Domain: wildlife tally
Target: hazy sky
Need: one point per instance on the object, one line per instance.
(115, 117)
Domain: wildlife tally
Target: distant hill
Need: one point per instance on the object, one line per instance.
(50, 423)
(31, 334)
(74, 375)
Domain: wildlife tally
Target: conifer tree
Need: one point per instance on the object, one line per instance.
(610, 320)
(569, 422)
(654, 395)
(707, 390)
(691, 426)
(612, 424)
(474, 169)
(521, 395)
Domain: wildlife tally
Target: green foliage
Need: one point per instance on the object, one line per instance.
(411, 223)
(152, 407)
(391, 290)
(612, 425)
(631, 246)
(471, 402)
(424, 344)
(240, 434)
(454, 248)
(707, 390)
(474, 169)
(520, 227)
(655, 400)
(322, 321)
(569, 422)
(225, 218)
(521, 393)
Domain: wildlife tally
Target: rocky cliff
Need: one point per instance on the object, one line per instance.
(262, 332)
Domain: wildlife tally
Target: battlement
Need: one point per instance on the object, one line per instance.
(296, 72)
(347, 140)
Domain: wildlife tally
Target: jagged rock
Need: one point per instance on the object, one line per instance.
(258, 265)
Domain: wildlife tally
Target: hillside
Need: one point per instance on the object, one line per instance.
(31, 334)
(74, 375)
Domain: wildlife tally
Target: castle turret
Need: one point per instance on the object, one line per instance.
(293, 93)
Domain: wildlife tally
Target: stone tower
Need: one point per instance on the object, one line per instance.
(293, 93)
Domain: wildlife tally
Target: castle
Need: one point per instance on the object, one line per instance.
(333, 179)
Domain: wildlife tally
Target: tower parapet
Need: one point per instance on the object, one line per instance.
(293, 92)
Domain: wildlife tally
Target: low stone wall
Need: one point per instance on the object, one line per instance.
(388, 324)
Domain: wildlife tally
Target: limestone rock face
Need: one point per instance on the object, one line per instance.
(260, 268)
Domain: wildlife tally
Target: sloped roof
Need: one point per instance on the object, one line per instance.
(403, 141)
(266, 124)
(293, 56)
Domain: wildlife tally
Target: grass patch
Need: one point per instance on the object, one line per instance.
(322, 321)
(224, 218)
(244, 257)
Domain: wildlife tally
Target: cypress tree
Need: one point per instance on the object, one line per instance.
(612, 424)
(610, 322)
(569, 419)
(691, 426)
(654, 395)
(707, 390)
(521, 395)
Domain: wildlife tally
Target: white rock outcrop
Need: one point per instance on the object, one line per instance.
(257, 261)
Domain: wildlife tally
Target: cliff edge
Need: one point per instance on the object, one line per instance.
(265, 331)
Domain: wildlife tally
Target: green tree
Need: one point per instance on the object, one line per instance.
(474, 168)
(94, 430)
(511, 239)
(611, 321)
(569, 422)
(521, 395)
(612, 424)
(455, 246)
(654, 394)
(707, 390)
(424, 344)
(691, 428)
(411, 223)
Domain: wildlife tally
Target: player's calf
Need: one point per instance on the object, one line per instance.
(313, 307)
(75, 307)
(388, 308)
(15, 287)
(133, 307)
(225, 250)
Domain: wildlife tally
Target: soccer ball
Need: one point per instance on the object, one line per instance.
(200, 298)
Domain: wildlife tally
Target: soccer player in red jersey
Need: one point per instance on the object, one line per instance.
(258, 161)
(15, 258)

-=-=-

(Problem)
Only a number is needed here: how many lines of the data include the word "tree"?

(Exercise output)
3